Entries from a point annotation set:
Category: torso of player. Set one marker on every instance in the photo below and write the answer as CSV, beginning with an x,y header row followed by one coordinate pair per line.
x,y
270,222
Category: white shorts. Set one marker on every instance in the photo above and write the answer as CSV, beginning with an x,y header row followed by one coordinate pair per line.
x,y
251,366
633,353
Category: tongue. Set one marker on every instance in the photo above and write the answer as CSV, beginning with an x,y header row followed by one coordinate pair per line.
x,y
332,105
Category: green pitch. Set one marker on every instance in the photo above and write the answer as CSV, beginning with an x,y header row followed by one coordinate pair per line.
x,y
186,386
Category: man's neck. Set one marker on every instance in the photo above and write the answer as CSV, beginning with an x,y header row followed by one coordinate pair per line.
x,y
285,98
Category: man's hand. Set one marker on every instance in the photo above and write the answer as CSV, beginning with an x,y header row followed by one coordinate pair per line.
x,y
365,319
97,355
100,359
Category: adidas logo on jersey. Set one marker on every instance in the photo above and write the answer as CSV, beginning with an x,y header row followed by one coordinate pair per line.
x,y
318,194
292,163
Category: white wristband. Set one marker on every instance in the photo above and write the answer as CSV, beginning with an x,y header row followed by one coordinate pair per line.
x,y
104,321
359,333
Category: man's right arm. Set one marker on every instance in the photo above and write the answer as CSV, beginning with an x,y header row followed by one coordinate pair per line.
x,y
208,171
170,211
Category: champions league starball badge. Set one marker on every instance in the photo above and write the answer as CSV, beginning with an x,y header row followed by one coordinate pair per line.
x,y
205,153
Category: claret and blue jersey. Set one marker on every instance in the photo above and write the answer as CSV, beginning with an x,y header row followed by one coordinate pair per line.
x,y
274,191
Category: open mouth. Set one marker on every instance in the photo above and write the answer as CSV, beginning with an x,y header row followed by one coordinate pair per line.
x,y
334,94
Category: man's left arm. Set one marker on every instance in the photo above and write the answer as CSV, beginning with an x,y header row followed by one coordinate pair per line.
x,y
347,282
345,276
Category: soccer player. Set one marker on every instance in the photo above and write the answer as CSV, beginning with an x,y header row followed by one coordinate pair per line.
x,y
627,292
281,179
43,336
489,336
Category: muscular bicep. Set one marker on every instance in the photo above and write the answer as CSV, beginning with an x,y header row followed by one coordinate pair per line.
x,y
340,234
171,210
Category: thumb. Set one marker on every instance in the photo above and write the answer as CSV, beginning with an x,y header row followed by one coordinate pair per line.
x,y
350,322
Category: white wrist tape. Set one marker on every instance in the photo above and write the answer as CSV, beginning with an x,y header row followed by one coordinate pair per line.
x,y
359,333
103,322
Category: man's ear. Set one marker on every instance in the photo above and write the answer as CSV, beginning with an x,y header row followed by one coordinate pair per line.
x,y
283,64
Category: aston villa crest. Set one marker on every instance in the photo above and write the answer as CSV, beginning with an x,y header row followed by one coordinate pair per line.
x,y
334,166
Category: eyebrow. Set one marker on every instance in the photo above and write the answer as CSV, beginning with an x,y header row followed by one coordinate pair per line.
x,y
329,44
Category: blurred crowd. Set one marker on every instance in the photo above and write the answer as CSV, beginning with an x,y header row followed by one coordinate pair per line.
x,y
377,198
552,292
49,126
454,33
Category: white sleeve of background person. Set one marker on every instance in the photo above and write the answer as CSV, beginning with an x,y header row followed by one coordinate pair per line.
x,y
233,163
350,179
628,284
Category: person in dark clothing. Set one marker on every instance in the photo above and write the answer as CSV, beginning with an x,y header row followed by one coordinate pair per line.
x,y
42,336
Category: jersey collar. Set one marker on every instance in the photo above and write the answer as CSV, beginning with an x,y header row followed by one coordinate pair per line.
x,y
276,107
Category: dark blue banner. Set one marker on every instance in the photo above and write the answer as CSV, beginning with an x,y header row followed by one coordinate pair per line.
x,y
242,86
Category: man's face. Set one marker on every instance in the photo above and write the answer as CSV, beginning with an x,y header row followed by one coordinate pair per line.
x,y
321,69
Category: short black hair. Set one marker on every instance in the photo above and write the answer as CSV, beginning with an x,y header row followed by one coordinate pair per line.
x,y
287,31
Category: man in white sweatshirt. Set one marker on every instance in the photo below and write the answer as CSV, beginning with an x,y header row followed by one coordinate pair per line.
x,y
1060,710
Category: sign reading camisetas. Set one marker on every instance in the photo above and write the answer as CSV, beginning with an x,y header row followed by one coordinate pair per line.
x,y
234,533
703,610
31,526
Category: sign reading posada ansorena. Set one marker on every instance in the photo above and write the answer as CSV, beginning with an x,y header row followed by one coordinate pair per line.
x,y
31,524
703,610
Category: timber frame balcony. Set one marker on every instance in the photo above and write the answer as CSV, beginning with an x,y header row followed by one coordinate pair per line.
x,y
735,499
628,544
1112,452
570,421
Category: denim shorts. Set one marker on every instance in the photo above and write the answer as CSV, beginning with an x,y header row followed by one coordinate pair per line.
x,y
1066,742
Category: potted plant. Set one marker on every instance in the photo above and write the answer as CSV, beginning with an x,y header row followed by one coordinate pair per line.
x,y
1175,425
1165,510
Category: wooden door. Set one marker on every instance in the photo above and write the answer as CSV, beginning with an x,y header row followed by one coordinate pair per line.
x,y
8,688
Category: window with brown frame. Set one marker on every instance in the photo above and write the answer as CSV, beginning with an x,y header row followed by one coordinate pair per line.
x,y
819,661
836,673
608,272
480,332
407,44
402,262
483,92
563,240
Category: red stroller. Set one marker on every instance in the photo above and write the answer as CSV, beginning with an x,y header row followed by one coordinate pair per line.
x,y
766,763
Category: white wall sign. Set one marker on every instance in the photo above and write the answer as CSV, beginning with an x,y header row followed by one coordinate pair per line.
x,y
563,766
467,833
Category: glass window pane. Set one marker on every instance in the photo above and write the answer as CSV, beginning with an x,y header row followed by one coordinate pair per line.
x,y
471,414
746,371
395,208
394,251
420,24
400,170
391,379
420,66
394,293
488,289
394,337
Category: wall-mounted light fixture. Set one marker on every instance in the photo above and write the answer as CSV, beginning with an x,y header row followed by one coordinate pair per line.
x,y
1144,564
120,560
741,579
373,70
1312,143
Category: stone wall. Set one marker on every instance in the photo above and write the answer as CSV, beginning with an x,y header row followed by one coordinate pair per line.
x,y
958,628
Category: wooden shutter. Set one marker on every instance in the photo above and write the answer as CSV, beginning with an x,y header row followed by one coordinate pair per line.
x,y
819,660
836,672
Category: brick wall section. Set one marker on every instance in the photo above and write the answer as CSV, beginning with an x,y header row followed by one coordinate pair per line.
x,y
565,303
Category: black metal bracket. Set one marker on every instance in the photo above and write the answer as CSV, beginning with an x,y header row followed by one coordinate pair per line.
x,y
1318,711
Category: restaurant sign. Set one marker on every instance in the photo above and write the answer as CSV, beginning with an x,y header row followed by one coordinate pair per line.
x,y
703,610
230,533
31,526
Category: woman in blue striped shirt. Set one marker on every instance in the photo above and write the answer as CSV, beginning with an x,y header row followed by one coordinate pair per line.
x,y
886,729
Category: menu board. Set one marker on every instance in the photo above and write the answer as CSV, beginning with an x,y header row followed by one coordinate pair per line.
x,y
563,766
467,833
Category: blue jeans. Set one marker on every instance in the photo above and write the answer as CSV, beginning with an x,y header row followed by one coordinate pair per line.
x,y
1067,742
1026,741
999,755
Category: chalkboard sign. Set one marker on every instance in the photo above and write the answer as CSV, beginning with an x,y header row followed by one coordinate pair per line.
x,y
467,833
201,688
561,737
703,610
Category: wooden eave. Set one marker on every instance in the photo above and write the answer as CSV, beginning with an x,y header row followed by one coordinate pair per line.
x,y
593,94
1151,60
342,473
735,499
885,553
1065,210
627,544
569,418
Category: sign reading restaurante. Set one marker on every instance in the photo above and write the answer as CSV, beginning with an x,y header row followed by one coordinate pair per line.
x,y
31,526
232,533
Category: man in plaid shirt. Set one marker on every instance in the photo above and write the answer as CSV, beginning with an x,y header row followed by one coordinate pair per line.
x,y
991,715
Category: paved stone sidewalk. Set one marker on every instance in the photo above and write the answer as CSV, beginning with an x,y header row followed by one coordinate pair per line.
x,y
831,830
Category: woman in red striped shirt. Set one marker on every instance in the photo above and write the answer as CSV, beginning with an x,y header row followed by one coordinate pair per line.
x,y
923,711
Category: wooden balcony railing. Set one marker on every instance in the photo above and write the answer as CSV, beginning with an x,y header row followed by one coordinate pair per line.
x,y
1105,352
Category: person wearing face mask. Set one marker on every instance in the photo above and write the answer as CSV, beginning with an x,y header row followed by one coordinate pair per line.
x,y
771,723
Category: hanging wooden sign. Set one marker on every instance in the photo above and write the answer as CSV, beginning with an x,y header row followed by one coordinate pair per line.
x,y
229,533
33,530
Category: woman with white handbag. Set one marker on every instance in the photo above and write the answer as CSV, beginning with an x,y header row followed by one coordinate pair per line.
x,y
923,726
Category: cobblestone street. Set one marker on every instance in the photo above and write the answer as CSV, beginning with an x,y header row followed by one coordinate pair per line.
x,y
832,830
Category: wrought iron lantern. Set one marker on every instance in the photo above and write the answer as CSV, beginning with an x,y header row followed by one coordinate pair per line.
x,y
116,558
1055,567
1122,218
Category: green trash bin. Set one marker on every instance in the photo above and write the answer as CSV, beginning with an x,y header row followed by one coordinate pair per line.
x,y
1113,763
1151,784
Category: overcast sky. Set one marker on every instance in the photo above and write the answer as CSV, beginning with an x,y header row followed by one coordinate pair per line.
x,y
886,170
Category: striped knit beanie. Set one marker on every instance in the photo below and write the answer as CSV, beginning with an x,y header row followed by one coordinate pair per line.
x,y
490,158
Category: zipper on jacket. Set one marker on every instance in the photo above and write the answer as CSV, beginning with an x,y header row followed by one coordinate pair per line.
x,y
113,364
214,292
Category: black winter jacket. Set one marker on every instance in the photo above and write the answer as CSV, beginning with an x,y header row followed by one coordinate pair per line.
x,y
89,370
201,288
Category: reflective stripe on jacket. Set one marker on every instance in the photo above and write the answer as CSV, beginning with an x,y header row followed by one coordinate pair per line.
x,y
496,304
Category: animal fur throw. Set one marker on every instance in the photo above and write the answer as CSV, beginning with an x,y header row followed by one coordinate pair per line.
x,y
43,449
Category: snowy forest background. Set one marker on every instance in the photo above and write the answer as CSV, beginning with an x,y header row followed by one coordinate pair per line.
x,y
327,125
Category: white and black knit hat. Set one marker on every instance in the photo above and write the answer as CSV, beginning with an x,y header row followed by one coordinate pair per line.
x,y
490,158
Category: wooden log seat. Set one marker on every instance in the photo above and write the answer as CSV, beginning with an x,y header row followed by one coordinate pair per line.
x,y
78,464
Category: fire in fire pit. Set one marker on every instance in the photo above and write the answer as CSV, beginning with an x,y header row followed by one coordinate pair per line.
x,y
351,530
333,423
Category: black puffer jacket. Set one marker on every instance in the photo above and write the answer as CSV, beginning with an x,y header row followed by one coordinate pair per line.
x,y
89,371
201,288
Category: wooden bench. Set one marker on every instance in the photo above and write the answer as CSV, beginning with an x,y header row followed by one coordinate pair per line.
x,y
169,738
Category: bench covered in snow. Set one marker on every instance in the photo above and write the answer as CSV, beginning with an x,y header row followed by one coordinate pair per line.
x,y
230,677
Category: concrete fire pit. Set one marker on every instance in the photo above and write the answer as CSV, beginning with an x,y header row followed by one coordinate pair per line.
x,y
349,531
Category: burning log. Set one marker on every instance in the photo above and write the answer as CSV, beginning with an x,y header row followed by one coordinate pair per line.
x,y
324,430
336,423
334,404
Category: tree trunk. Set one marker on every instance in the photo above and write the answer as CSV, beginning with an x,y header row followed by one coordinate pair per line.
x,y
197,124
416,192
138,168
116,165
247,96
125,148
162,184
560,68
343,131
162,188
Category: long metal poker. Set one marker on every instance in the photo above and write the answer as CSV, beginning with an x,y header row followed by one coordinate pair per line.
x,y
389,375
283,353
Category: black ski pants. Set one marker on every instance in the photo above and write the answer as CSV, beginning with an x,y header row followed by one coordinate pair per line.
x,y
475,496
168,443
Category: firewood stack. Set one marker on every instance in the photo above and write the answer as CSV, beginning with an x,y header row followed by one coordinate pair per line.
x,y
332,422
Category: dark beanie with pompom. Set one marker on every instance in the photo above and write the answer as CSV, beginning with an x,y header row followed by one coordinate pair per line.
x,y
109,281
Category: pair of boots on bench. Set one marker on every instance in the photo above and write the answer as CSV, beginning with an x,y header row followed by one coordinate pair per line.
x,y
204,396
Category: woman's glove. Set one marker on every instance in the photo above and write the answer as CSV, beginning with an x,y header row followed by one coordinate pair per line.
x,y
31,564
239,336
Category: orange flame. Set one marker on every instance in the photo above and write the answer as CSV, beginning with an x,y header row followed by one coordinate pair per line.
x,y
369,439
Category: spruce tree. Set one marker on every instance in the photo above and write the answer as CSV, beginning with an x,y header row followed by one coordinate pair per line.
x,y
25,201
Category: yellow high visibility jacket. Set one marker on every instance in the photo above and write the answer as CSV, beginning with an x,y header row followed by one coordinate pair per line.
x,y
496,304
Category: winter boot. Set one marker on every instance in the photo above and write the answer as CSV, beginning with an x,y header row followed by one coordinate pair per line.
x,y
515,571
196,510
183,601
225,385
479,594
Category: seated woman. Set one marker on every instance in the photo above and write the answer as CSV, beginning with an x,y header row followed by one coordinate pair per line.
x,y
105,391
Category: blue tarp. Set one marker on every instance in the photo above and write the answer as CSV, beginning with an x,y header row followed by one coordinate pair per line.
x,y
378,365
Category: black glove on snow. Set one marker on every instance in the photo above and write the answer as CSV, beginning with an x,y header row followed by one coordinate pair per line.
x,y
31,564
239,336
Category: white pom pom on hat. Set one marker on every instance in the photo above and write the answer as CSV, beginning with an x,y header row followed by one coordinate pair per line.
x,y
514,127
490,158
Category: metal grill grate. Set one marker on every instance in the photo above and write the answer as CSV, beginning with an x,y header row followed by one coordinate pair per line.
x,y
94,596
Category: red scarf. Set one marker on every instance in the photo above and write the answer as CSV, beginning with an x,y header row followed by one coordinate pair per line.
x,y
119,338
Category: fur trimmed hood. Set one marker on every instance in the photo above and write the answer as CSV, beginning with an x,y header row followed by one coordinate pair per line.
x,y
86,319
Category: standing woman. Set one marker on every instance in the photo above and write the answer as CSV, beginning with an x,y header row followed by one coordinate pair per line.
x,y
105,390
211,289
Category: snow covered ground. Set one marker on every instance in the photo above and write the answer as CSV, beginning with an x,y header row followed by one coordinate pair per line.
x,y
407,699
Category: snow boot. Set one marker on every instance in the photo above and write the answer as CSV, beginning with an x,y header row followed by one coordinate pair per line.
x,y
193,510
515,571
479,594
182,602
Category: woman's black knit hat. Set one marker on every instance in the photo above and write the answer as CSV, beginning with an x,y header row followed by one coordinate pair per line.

PROBLEM TO WORK ON: Repeat, word for word, every line from the one containing "Category: snow boot." through the last line of the entries, both ends included.

FINAL RESULT:
Category: snow boot. Set one marker on every instance in the photo above and write the answer as CSV, beginning with an x,y header row followed by one coordinate pair per line.
x,y
193,510
515,571
479,594
182,602
Category: woman's black knit hat. Set one marker on every instance in the photo above and write the answer as CSV, beginning with an x,y header row followed by one coordinate pair per line.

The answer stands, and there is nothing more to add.